-- Aim 1 --
In the forum thread, what 2x2 average does JustinTimeCuber give as the state record?
-- Aim 2 --
Reproduce the portion of the forum thread that starts with the words containing "## Cale S (Oct 24, 2017)" and finishes with "average, win (ez)".
-- BEGIN Source --
JustinTimeCuber said:


> everyone's stupid in their own way


Ya, I'm just very forgetful sometimes


----------



## JustinTimeCuber (Oct 24, 2017)

Goals:

3x3:
9.3x average or better
Sub 8 single
Top 4
Beat Brody Lassner because he's been cocky af on twitter

2x2
State record average (2.60)
Podium

4x4
Sub 50?

5x5
Sub 1:45???

Skewb
Who cares. Sub 9?

Squan
hopefully forget to compete

OH
Sub 20 single
Sub 22 avg


----------



## Cale S (Oct 24, 2017)

goals:

2x2: low 3 averages, getting school record average back would be nice, possibly podium
sq-1: sub-14.5 average, maybe sub-11 single, podium
4x4: sub-43 average, get a better single for my average
3x3: SUB-10 AVERAGE PLS
OH: sub-25 average
5x5: sub-1:25 average
skewb: NAR average, win (ez)


----------



## JustinTimeCuber (Oct 24, 2017)

Cale S said:


> goals:
> 
> 2x2: low 3 averages, getting* school record* average back would be nice, possibly podium
> sq-1: sub-14.5 average, maybe sub-11 single, podium
> ...


tf


----------



## Cale S (Oct 25, 2017)
-- END Source --
-- BEGIN Dataset section --
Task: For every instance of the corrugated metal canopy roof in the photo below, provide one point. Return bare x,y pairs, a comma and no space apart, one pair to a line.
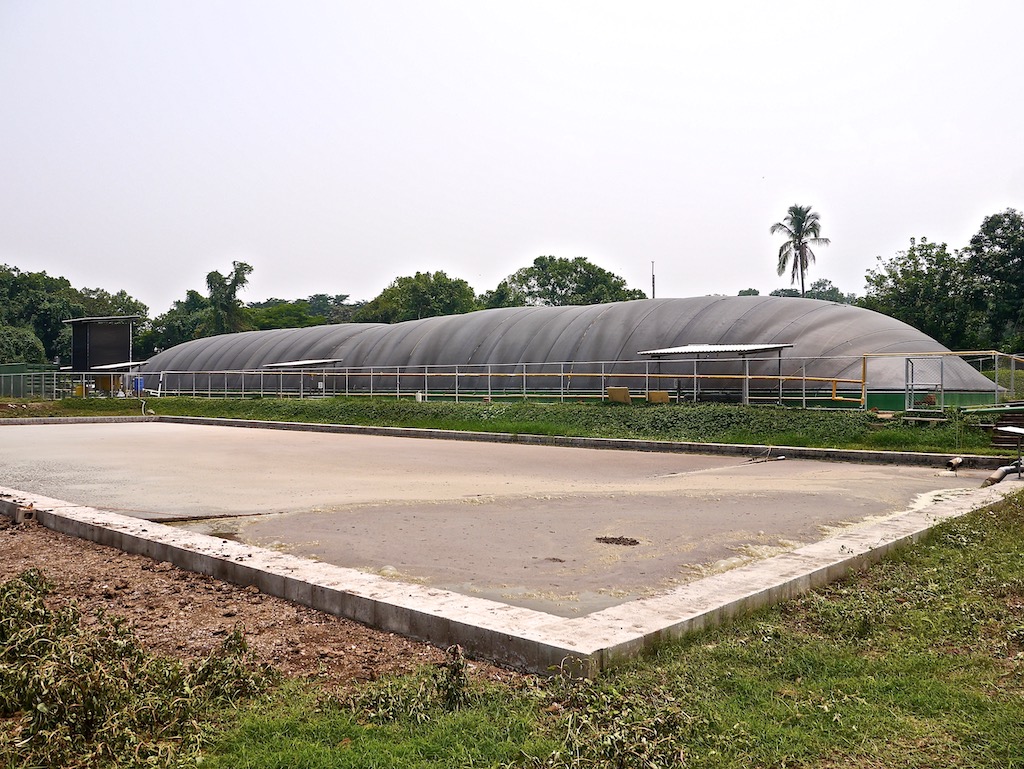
700,349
-- END Dataset section --
-- Task response 1 --
2.60

-- Task response 2 --
## Cale S (Oct 24, 2017)

goals:

2x2: low 3 averages, getting school record average back would be nice, possibly podium
sq-1: sub-14.5 average, maybe sub-11 single, podium
4x4: sub-43 average, get a better single for my average
3x3: SUB-10 AVERAGE PLS
OH: sub-25 average
5x5: sub-1:25 average
skewb: NAR average, win (ez)